▶ Texto mostrado:

* * *

Para la sección, Microensayos, del blog Ancile, traemos el post que lleva por título: De la amoralidad de la mujer en Otto Weinnger a la guerra de de sexos finisecular, del filósofo Tomás Moreno.
DE LA AMORALIDAD DE LA
MUJER EN OTTO WEININGER
A LA GUERRA DE SEXOS FINISECULAR
Otto Weininger (1880-1903), el joven pensador vienés, considera que el imperativo
ético sólo podrá ser obedecido por los seres dotados de razón, de modo que no
hay lugar para moralidad instintiva alguna. Y es que si la única moralidad
posible se caracteriza por algo es precisamente por ser plenamente consciente (SYC, 222). Es coherente por ello que para Weininger lógica y ética estén
estrechamente unidas. De ahí que sea muy importante (SYC, 150-151), averiguar si un individuo reconoce o no los axiomas
como norma continua para sus juicios. Al dominar los principios de identidad y
contradicción, el hombre puede mentir o decir la verdad y, en consecuencia, ser
inmoral o moral, posibilidad de la cual carece la mujer por faltarle
precisamente el criterio de verdad. Ello es lo que justifica que para Weininger
la mujer no sea inmoral sino amoral (SYC,
152, 193, y 231).
Concibe, por otra
parte, a la mujer como un ser hipersexualizado. Así nos la retrata con total
crudeza sin ningún tipo de contención o mesura:
“La mujer es sólo sexual, el hombre también
sexual […]. Los puntos del cuerpo del hombre capaces de ser excitados
sexualmente son poco numerosos y estrictamente localizados. En la mujer la
sexualidad está extendida de modo difuso por todo el cuerpo, y todo contacto,
cualquiera que sea el punto, la excita sexualmente. […] La mujer es sexual de modo
permanente, el hombre tan solo de
forma intermitente. […] La mujer no es otra cosa que sexualidad,
porque es la sexualidad misma” (SYC,
pp. 98-99, passim)
Ante sus ojos, la mujer aparece, pues, como “completamente ocupada
y absorbida por la sexualidad”, en tanto que el hombre se ocupa no sólo de ésta
sino de otras muchas cuestiones: “la lucha, el juego, la sociabilidad y la
buena mesa, la discusión y la ciencia, los negocios y la política, la religión
y el arte”. El hecho de que el hombre, a diferencia de la mujer, sea sexual
sólo intermitentemente y no constantemente, le permite separar psicológicamente
la sexualidad del resto
de sus actividades y tomar conciencia de ella (SYC, 97). Pero al ser la mujer sólo
sexual, no nota su sexualidad, no es consciente de ella. Y concluye el joven
Weininger: “Groseramente expresado, el hombre tiene un pene, pero la vagina
tiene una mujer” (SYC, 99).
Bajo la influencia de Lombroso[1] considera a la mujer carente de todo sentido ético. Ve –como apunta Erika Bornay- una relación entre lo delictivo y lo
femenino, en el sentido de que, estando la mujer falta de esencia, revelándose
como el “no-ser” y estando el “no” emparentado con la nada, la mujer es, como
consecuencia, antimoral, puesto que “la afirmación de la nada es antimoral: es
la necesidad de transformar lo que tiene forma en informe, en materia, es la
necesidad del destruir”[2].

* * *

▶ Material proporcionado:
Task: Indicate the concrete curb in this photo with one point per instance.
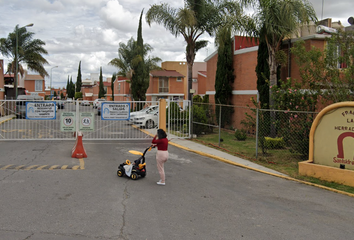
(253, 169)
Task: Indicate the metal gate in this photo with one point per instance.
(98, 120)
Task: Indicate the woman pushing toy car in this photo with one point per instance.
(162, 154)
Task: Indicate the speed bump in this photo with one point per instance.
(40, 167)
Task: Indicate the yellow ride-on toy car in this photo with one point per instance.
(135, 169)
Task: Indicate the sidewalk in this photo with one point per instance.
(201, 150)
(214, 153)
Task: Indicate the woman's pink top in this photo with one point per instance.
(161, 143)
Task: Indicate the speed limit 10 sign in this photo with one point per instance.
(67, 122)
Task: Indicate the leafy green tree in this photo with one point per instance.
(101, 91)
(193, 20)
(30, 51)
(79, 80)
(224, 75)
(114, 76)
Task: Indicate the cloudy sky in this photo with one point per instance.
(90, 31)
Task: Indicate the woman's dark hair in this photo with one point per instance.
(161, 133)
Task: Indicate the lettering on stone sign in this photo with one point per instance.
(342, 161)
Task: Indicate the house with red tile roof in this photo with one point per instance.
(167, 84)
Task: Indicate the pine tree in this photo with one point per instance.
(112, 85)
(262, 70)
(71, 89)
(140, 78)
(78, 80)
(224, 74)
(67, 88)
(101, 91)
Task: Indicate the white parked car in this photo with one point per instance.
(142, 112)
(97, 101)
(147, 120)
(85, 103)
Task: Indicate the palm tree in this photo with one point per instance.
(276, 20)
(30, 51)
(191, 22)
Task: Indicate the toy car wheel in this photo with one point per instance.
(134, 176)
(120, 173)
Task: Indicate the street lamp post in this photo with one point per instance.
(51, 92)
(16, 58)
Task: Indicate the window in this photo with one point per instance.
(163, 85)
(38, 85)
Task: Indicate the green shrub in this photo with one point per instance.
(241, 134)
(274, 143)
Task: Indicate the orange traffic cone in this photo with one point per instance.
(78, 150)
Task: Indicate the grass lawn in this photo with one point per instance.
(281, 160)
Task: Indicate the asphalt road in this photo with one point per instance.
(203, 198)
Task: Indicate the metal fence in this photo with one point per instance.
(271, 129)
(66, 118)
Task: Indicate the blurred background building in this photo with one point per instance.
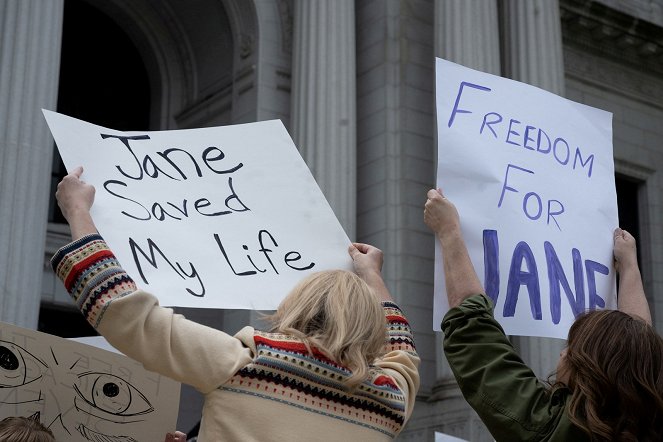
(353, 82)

* * *

▶ Ejercicio propuesto 1:
En el texto sobre Otto Weininger, ¿bajo la influencia de quién considera a la mujer carente de todo sentido ético?
▶ Ejercicio propuesto 2:
Reproduce literalmente el fragmento del texto sobre Otto Weininger que va desde "Para la sección, Microensayos, del" hasta "filósofo Tomás Moreno.".
▶ Ejercicio propuesto 3:
Continúa el texto sobre la amoralidad de la mujer en Otto Weininger a partir del punto en que se interrumpe.
Las filas no desempeñan ningún papel en este trabajo.

▶ Resultado obtenido 1:
Bajo la influencia de Lombroso.

▶ Resultado obtenido 2:
Para la sección, Microensayos, del blog Ancile, traemos el post que lleva por título: De la amoralidad de la mujer en Otto Weinnger a la guerra de de sexos finisecular, del filósofo Tomás Moreno.

▶ Resultado obtenido 3:
“Esto es –concluye Erika Bornay- lo que la convierte en un ser delictivo. Con
la utilización del pretencioso envoltorio del discurso filosófico, Weininger
intenta dar apariencia de verdad reflexionada a lo que es simplemente retórica
de la misoginia y la sexofobia”[3].
Otros autores le secundaron: W. G. Summer, H. Spencer, C. Vogt, N. F. Cooke,
etc., entre otros muchos. Es de
resaltar a este respecto –como nos recuerda Alicia H. Puleo- un hecho notablemente significativo como es
que estas manifestaciones extremas de misoginia de Otto Weininger “coinciden
con un momento cúspide del sufragismo”, movimiento que el joven pensador vienés
consideraba promovido por individuos intersexuales, “mujeres viriles que, con
su iniciativa masculina, arrastraban al activismo a otras mujeres normales”[4].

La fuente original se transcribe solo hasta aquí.